● Required work
Put the material into a Markdown table with columns Row and Text, one numbered line per row with blank lines skipped, starting at the line containing "Please annotate the mist" and ending at the end of the material. Leave the pictures out.

:::

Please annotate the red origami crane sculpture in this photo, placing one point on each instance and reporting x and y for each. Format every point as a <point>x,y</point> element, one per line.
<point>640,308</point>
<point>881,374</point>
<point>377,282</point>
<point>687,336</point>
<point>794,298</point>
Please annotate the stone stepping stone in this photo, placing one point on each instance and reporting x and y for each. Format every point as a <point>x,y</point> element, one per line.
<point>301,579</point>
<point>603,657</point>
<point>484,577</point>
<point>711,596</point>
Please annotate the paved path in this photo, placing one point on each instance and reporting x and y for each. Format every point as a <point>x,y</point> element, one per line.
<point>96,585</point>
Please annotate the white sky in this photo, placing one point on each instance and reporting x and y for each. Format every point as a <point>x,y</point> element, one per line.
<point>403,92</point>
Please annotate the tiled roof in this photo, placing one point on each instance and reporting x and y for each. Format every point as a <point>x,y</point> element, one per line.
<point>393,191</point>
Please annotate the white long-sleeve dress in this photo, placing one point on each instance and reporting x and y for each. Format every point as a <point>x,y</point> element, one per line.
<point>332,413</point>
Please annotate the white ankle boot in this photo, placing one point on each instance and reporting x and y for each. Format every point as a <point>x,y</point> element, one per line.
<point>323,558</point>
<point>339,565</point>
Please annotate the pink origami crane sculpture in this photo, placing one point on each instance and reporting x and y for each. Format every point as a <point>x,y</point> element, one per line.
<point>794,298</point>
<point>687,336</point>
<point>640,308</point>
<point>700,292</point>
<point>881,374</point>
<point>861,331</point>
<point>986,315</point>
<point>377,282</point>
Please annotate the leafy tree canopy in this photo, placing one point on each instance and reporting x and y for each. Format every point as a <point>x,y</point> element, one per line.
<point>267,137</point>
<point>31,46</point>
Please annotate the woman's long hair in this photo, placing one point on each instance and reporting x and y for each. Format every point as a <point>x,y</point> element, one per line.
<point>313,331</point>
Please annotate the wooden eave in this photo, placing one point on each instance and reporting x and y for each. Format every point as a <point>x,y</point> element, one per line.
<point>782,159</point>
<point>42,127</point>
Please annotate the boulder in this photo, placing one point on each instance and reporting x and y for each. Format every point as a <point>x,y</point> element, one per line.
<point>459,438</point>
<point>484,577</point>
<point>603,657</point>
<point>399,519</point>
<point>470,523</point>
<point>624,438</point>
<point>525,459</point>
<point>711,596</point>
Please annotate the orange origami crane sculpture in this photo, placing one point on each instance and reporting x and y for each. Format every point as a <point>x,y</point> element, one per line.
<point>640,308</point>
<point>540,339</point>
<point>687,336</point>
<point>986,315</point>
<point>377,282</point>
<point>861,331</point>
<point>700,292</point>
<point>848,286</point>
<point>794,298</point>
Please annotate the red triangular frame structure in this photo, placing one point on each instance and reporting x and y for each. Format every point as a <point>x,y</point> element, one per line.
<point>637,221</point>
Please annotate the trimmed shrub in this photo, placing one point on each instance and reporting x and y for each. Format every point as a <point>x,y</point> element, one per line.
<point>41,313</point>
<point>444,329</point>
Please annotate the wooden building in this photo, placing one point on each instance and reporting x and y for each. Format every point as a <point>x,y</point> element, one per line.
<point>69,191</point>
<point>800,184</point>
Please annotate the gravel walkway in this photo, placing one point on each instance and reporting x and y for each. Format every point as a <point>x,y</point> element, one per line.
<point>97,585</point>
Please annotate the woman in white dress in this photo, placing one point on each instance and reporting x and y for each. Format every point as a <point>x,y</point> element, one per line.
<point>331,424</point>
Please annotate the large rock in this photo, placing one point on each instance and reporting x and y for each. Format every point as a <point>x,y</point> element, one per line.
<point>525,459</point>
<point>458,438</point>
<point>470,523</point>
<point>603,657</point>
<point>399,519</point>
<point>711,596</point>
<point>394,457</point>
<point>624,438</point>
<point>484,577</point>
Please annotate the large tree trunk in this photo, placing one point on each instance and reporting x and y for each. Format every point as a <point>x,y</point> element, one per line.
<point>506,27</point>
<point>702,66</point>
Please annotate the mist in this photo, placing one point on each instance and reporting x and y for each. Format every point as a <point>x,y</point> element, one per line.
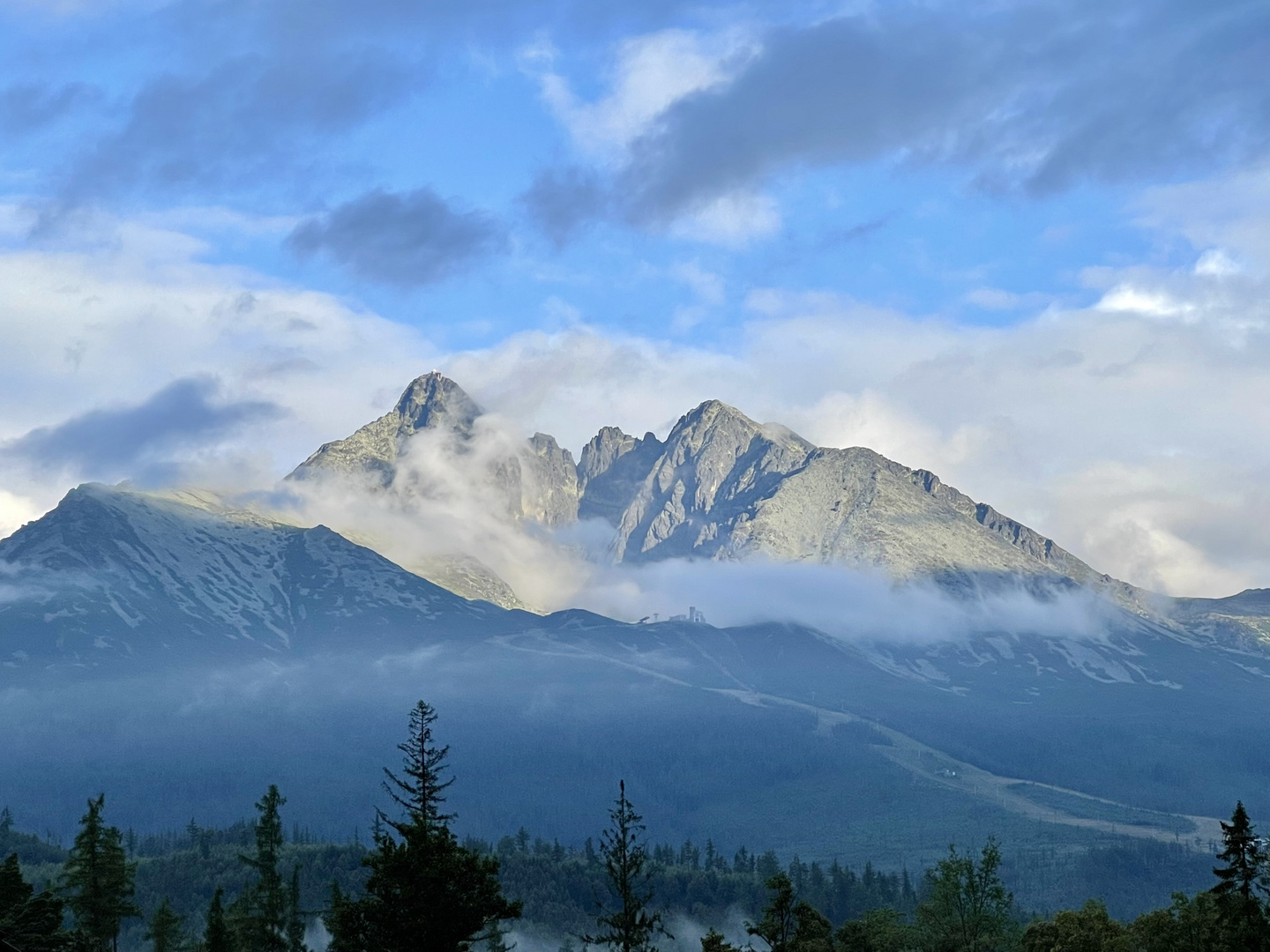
<point>451,499</point>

:::

● Output for this task
| Row | Text |
|---|---|
| 1 | Please annotate the mist in this photo, placing one point on each instance and reporting x and y for each. Format every point as a <point>x,y</point> element, one per line. |
| 2 | <point>451,499</point> |